SELECTED EXTRACT
* * * * * * * * *
Now the Court is aware that this is short notice, and I’ve considered that. But, of course, your notice is very short. You filed your motion a day and a half ago. These people are here that are subpoenaed here, and they are going to be paid their costs. As you can tell without going into it the statement that the motion is not filed for the purpose of delay is deemed credulous by the Court.
All right, will you Gentlemen, are you ready to testify as to the expenses?

After making the above statement, the Chancellor then heard testimony relative to the court costs incurred up to that junction in the proceedings, and also took testimony as to the applicable attorneys’ fees and expenses. Also, evidence was taken as to the out-of-state and out-of-county witnesses and parties and of their expenses incurred, and loss of earnings, •because of their attendance in court for a trial of the case on its merits pursuant to the definite setting previously made. At the conclusion of this hearing the trial court made the following findings:

All right; in addition, the defendant shall be assessed costs, witness fees of $5.00 for Junior Wooldridge, and a service fee of $2.00 to the Sheriffs office, a $5.00 witness fee for Arlo Tyler plus $2.00 sheriff s costs, a $5.00 witness fee for Thelma Bates plus $2.00 service costs, a $5.00 witness fee for Lavon Pogue plus $2.00 sheriff’s costs, a $5.00 witness fee for Doris Tanner plus the cost of service, a $5.00 witness fee for Peggy Long plus $2.00 on the service, a $5.00 witness fee for Dale Long plus the service, one of those services is $3.20 rather than $2.00, a $5.00 witness fee to Reba Hyde plus the $2.00 costs, a $5.00 witness fee to Pearl Brewer plus the costs, a $5.00 witness fee to Dr. DeClerk, plus service costs. Is there any other proof before the Court makes its findings?
No, Sir. (By Mr. Simpson)
All right, Gentlemen, because you have been so dilatory and improper in filing your motion at this time, the Court grants judgment against your client in the amounts that will be announced in just a moment. Now to all of you that are subpoenaed here, I apologize to you. I’m sorry that this many of you were subpoenaed here, and these attorneys chose day before yesterday to file such a motion as this. It’s going to cost them. They and their client are going to pay for every penny of it. And the Court may take further action. The Court assesses costs against Lloyd Lewallen and Betty Lewallen as follows:
$1,365.08 to George Rawlings. To H. G. Lewallen the sum of $135.00 plus $24.72, plus $36.00, plus $79.00. To Francis Lewallen the sum of $79.00. To Herschell Lewallen $79.00 expenses plus $96.00 lost wages. To Delta Bethune $79.00 for meals and lodging, plus $45.00 travel, plus lost wages of $96.00. To Harrell A. Simpson, Jr. the sum of $629.70. To Junior Wooldridge the sum of $5.00, to Arlo Tyer the sum of $5.00, to Thelma Bates the sum of $5.00, to Lavon Pogue the sum of $5.00, to Doris Tanner the sum of $5.00, to Peggy Long the sum of $5.00, to Dale Long $5.00, to Reba Hyde $5.00, to Pearl Brewer $5.00, to Dr. DeClerk $5.00, to plaintiffs attorneys for Sheriffs costs on service of process for this date which is now worthless $21.30. Mr. Rawlings and Mr. Simpson, the Court requests that you prepare the precedent, submit it to the other attorneys for approval as to form, the judgment will be entered against the defendants for those amounts.
* * * * * * * * *
DATA
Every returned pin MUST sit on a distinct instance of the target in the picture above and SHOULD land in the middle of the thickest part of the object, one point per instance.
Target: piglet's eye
* * * * * * * * *
INSTRUCTIONS TO FOLLOW
In the court transcript, what sum does the Court assess to Harrell A. Simpson, Jr.?

TASK ANSWER
$629.70